* [Brief]:
Type out the complete listing below word for word, without its pictures.

* [Dataset excerpts]:

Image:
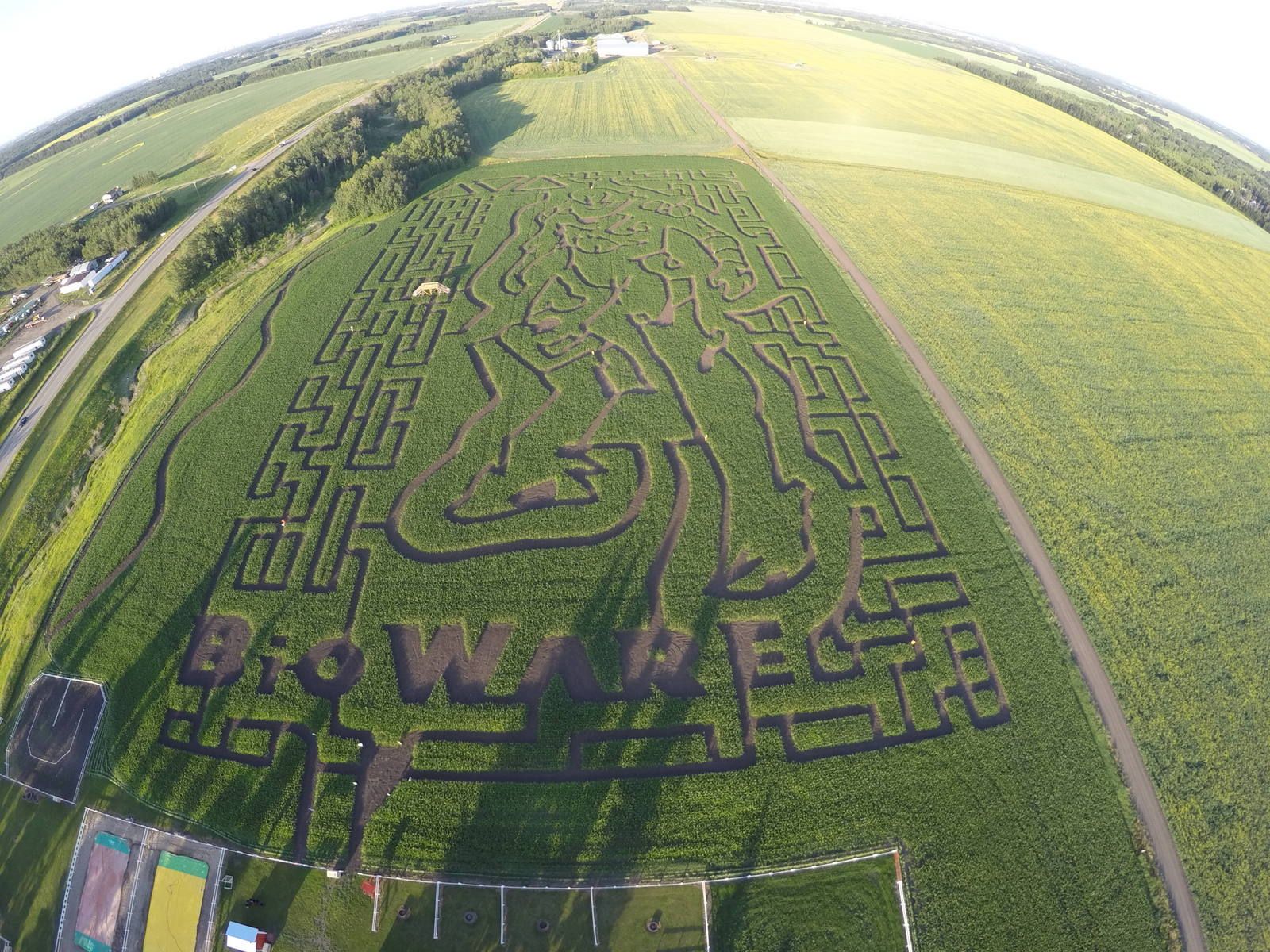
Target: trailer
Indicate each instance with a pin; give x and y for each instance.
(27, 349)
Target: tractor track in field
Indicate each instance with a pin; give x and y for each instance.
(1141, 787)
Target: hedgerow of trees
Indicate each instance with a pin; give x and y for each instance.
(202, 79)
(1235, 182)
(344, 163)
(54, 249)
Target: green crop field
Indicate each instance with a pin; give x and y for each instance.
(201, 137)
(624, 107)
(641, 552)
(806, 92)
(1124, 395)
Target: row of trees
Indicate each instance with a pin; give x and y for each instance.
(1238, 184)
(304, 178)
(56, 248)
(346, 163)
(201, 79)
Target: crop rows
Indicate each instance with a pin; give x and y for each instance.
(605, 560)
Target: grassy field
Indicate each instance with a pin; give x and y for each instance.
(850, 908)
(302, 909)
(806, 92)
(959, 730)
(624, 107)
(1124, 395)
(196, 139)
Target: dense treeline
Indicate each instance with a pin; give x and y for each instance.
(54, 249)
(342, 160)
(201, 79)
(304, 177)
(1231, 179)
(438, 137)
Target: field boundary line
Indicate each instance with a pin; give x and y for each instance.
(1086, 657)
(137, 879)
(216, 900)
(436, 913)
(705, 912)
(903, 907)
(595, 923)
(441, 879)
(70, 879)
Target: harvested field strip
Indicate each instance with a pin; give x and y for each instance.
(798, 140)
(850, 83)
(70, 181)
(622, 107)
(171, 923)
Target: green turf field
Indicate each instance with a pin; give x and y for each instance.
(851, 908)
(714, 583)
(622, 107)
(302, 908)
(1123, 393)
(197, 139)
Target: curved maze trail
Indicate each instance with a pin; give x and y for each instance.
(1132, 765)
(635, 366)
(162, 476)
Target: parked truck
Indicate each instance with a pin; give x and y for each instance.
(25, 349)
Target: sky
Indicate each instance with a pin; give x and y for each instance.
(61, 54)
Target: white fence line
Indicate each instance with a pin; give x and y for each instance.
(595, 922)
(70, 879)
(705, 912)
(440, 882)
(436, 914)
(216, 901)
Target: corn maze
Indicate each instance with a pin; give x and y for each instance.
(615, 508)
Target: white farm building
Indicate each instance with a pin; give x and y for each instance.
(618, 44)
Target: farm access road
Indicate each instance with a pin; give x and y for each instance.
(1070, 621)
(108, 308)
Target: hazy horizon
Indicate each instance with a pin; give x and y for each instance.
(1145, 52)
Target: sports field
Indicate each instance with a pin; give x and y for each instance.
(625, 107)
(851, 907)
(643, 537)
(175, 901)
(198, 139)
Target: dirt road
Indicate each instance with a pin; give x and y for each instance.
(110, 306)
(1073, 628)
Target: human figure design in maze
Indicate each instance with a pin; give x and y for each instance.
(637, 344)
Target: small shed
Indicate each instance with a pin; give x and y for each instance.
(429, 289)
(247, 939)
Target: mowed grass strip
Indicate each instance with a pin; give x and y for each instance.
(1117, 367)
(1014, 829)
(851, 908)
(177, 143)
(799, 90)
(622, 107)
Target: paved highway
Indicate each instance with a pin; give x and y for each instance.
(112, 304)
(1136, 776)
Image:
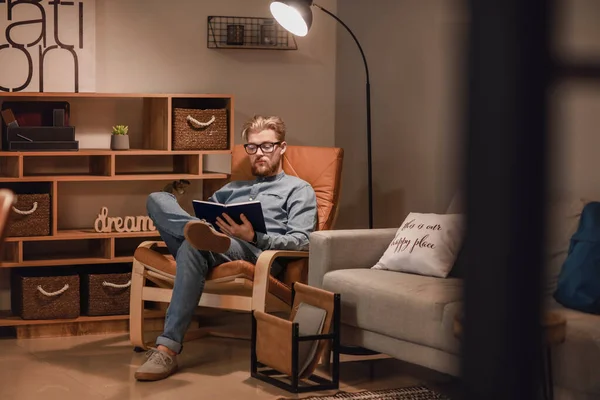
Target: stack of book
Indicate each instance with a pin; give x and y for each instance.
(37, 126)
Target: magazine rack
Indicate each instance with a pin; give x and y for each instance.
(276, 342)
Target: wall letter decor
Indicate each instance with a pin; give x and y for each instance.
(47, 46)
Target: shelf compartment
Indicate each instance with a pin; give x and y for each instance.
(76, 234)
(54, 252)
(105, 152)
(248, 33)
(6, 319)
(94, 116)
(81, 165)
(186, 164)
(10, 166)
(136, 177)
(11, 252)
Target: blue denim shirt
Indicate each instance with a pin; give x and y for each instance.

* [Exercise answer]:
Image:
Target: trailer
Indicate each instance with a pin; give x and y for each instance.
(27, 349)
Target: tractor track in field
Indicate each instance with a pin; give x and y for each instance.
(1141, 787)
Target: hedgerow of trees
Indicate each instance with a pin; give x and y for each instance.
(202, 79)
(1235, 182)
(344, 163)
(54, 249)
Target: green crop field
Indicate each instance with a pin; give x and y for each instance.
(201, 137)
(624, 107)
(641, 552)
(806, 92)
(1124, 395)
Target: row of trees
Indicate each instance with a pin; give x and y for each instance.
(1238, 184)
(304, 178)
(56, 248)
(346, 163)
(201, 79)
Target: crop rows
Indicate each instance with a pin; give x and y for each instance.
(605, 560)
Target: grassy field
Indicate each instance with a pin; give x and y for each instance.
(850, 908)
(302, 909)
(806, 92)
(959, 730)
(624, 107)
(1124, 395)
(196, 139)
Target: dense treeline
Indicate each instance with a pin; give x and y for each instance.
(54, 249)
(342, 160)
(201, 79)
(304, 177)
(1231, 179)
(438, 137)
Target: field boundary line
Indicate each instance with a pin; give x and y for each instance.
(1086, 657)
(137, 879)
(216, 900)
(436, 913)
(705, 912)
(903, 907)
(595, 923)
(441, 879)
(70, 879)
Target: harvested field strip
Indicate each instance with a pin; give x and y for each instance.
(798, 140)
(850, 83)
(70, 181)
(622, 107)
(171, 923)
Target: green turf field
Indicate each instance with a pin; give x and y for each instance.
(851, 908)
(714, 583)
(622, 107)
(302, 908)
(1123, 393)
(197, 139)
Target: curved maze trail
Indicate each instance with a pin; give x and y for each instance.
(1132, 765)
(635, 366)
(162, 476)
Target: parked truck
Indicate each instance with a pin; give x and y for each instance.
(25, 349)
Target: sky
Indicate each instance with a pin; give x and y for each instance.
(61, 54)
Target: white fence line
Indicate each instance with a pin; give x and y for each instance.
(595, 922)
(70, 879)
(705, 912)
(440, 882)
(436, 914)
(216, 901)
Target: corn maze
Indicate each instance with a pin; give x and y for each instance.
(615, 508)
Target: white farm building
Indicate each instance with a pin; give x and y for each instance.
(618, 44)
Target: farm access road
Indicate each instance with a pin; give x and y for each instance.
(1070, 621)
(108, 308)
Target: hazy horizon
Indicate each instance with a pin; give x and y for each instance.
(1145, 52)
Target: sports field
Indicate each instance with a pin; give x and y for each instance.
(625, 107)
(851, 907)
(643, 537)
(175, 901)
(198, 139)
Target: dirt road
Indicate each instance with a pin; give x and y for each instance.
(110, 306)
(1073, 628)
Target: human figure design in maze
Indicate each instance with a pin; give x and y for each instance.
(637, 344)
Target: small shed
Indicate each instance with a pin; give x and y for each instance.
(429, 289)
(247, 939)
Target: mowed grass strip
Indicate each instance with a pin; give x and y for each instance.
(1117, 367)
(1014, 829)
(851, 908)
(177, 143)
(799, 90)
(622, 107)
Target: paved highway
Indicate each instance with a pin; give x and y for each instance.
(112, 304)
(1136, 776)
Image:
Target: stack of book
Indicate each instance with a pin; give x and y for each instance.
(37, 126)
Target: magazine rack
Indicate each instance with a pin; give x and y for each instance.
(276, 342)
Target: wall letter decor
Indicate each instance with a pin; give x and y for each instance.
(47, 46)
Target: shelf compartment
Indicate each instance with a pin; give x and y for each instance.
(76, 234)
(54, 252)
(105, 152)
(248, 33)
(6, 319)
(94, 116)
(81, 165)
(186, 164)
(10, 166)
(136, 177)
(11, 252)
Target: blue denim shirt
Indicate each instance with a pin; give x and y for each instance.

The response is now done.